> [WHAT YOU NEED TO DO] Repeat the lines below word for word, from the very first one through the line that contains "495), (246, 493)]]", and leave the picture out of your answer.

━━ AVAILABLE DATA ━━

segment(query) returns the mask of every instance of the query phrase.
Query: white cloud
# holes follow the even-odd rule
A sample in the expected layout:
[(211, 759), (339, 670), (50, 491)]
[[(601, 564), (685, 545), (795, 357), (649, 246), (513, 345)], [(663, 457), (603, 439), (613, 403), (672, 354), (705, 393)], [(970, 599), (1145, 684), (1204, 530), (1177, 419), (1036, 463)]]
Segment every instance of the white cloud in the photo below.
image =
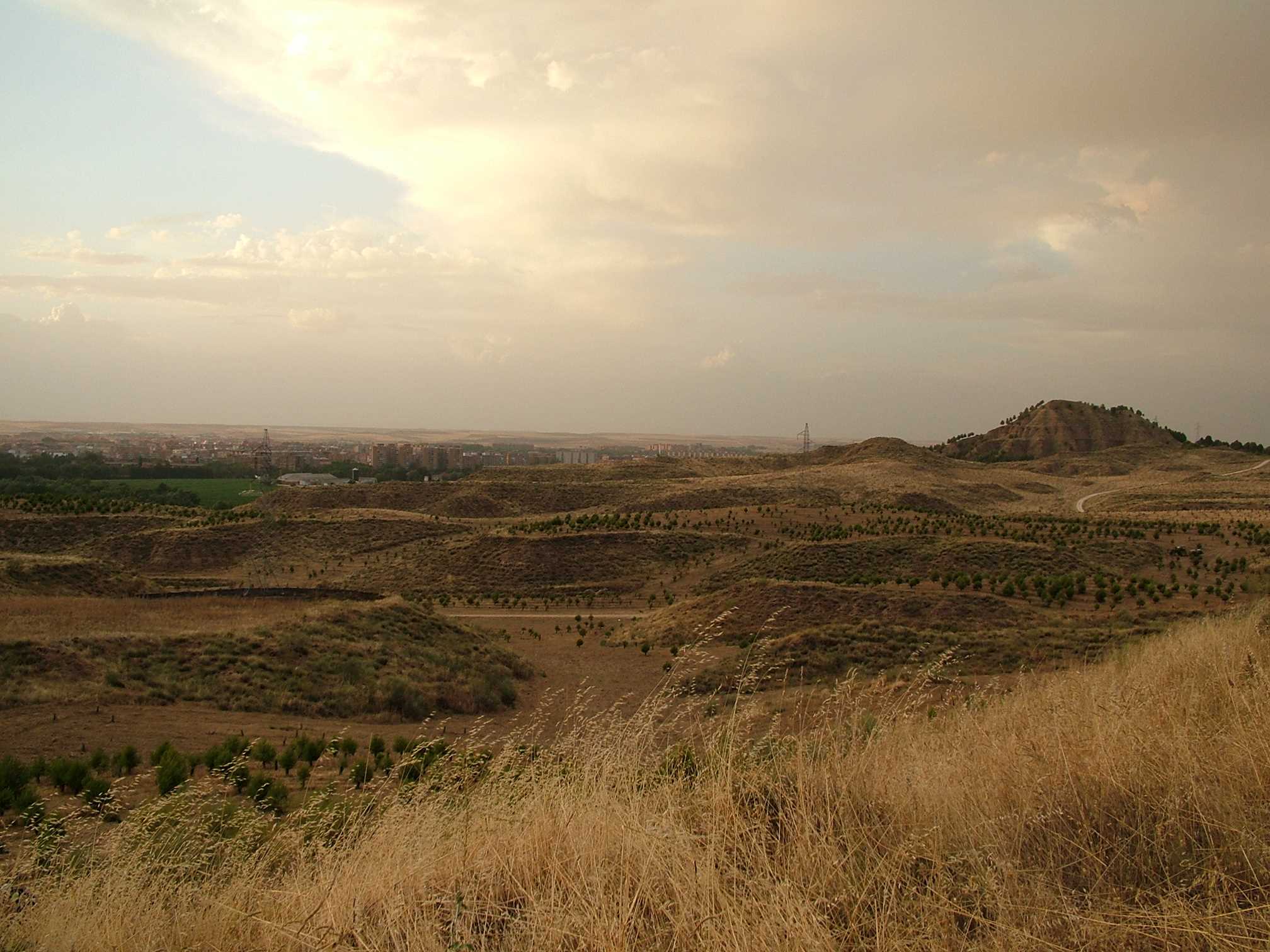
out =
[(56, 324), (60, 326), (70, 326), (76, 324), (84, 324), (88, 319), (84, 317), (84, 312), (79, 308), (74, 301), (67, 301), (61, 305), (53, 305), (53, 308), (48, 312), (47, 317), (41, 319), (41, 324)]
[(330, 307), (292, 307), (287, 311), (287, 322), (296, 330), (343, 330), (351, 320), (347, 314)]
[(455, 333), (446, 343), (450, 353), (466, 363), (503, 363), (512, 348), (511, 335), (494, 333)]
[(734, 358), (735, 355), (737, 353), (730, 347), (725, 347), (716, 354), (702, 357), (700, 363), (697, 363), (697, 367), (700, 367), (702, 371), (716, 371), (720, 367), (726, 367), (729, 363), (732, 363), (732, 358)]
[(578, 75), (565, 63), (552, 60), (547, 63), (547, 85), (561, 93), (568, 93), (573, 84), (578, 81)]

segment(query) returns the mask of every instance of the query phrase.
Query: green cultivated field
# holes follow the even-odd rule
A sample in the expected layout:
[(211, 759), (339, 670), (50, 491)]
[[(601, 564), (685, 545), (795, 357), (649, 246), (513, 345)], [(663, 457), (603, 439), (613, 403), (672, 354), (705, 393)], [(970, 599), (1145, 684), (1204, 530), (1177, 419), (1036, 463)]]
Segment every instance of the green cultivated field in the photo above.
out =
[[(255, 480), (246, 479), (231, 479), (231, 480), (98, 480), (100, 484), (113, 484), (118, 486), (127, 486), (130, 489), (155, 489), (159, 484), (165, 484), (169, 489), (185, 490), (198, 495), (198, 500), (202, 505), (207, 508), (215, 506), (217, 503), (225, 503), (227, 505), (243, 505), (244, 503), (250, 503), (253, 499), (259, 499), (259, 493), (269, 493), (276, 489), (274, 486), (262, 486)], [(246, 495), (244, 495), (246, 493)]]

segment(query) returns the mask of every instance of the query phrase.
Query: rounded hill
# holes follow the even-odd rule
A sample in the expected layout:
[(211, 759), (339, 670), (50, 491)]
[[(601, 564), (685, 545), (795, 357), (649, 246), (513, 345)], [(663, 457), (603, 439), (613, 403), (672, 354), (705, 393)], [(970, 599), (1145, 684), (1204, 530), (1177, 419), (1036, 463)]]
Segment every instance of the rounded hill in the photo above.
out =
[(940, 449), (958, 459), (993, 463), (1135, 444), (1170, 447), (1179, 442), (1171, 430), (1132, 406), (1050, 400), (1027, 407), (987, 433), (954, 437)]

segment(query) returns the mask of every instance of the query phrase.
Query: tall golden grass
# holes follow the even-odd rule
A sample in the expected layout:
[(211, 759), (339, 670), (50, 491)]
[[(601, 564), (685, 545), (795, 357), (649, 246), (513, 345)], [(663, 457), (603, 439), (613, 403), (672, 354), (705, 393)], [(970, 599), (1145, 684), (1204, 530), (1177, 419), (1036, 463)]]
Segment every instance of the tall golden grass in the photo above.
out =
[(316, 797), (278, 821), (226, 819), (194, 786), (32, 867), (0, 935), (39, 949), (1265, 948), (1267, 664), (1260, 604), (939, 710), (921, 678), (843, 685), (781, 735), (744, 697), (692, 720), (659, 696), (632, 718), (579, 715), (536, 757), (526, 727), (480, 779), (453, 758), (418, 786), (387, 778), (344, 810)]

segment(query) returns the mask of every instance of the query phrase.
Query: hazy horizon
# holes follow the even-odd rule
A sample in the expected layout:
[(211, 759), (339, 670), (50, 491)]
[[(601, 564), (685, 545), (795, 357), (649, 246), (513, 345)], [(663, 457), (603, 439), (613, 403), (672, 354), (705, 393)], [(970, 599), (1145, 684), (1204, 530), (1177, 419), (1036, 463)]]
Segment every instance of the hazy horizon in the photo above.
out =
[(1071, 399), (1270, 442), (1267, 34), (18, 0), (0, 419), (930, 442)]

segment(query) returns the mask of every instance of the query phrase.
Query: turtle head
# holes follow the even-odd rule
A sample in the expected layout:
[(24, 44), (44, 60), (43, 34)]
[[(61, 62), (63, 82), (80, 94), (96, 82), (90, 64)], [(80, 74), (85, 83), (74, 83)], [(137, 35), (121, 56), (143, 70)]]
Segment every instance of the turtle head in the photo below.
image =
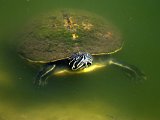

━━━

> [RESULT OF THE EXERCISE]
segment(query) returns the mask of every instance of the query phrase.
Query: white cloud
# holes follow the even-odd rule
A sample in the expected layout:
[(211, 759), (339, 670), (50, 491)]
[[(601, 564), (685, 545), (795, 357), (649, 246), (513, 345)], [(663, 457), (603, 439), (613, 403), (672, 354), (705, 393)], [(970, 599), (1145, 684), (1204, 530), (1177, 419), (1036, 463)]]
Segment every instance of the white cloud in the photo below.
image =
out =
[(56, 324), (60, 326), (70, 326), (76, 324), (84, 324), (88, 319), (84, 317), (84, 312), (79, 308), (74, 301), (67, 301), (61, 305), (53, 305), (53, 308), (48, 312), (47, 317), (41, 319), (41, 324)]
[(330, 307), (292, 307), (287, 311), (287, 322), (296, 330), (343, 330), (351, 320), (347, 314)]
[(455, 333), (446, 343), (450, 353), (466, 363), (503, 363), (512, 348), (511, 335), (494, 333)]
[(734, 358), (735, 355), (737, 353), (730, 347), (725, 347), (716, 354), (702, 357), (700, 363), (697, 363), (697, 367), (700, 367), (702, 371), (716, 371), (720, 367), (726, 367), (729, 363), (732, 363), (732, 358)]
[(578, 75), (565, 63), (552, 60), (547, 63), (547, 85), (561, 93), (568, 93), (573, 84), (578, 81)]

segment(query) returns the mask of every instance of the query phrase.
Query: green cultivated field
# holes follow the even-odd rule
A sample in the expected layout:
[(211, 759), (339, 670), (50, 491)]
[[(601, 564), (685, 545), (795, 357), (649, 246), (513, 345)], [(663, 457), (603, 439), (613, 403), (672, 354), (705, 393)], [(970, 599), (1145, 684), (1204, 530), (1177, 419), (1036, 463)]]
Segment every instance of the green cultivated field in the photo above.
out =
[[(255, 480), (246, 479), (231, 479), (231, 480), (98, 480), (100, 484), (113, 484), (118, 486), (127, 486), (130, 489), (155, 489), (159, 484), (165, 484), (169, 489), (185, 490), (198, 495), (198, 500), (202, 505), (207, 508), (215, 506), (217, 503), (225, 503), (227, 505), (243, 505), (244, 503), (250, 503), (253, 499), (259, 499), (259, 493), (269, 493), (276, 489), (274, 486), (262, 486)], [(246, 495), (244, 495), (246, 493)]]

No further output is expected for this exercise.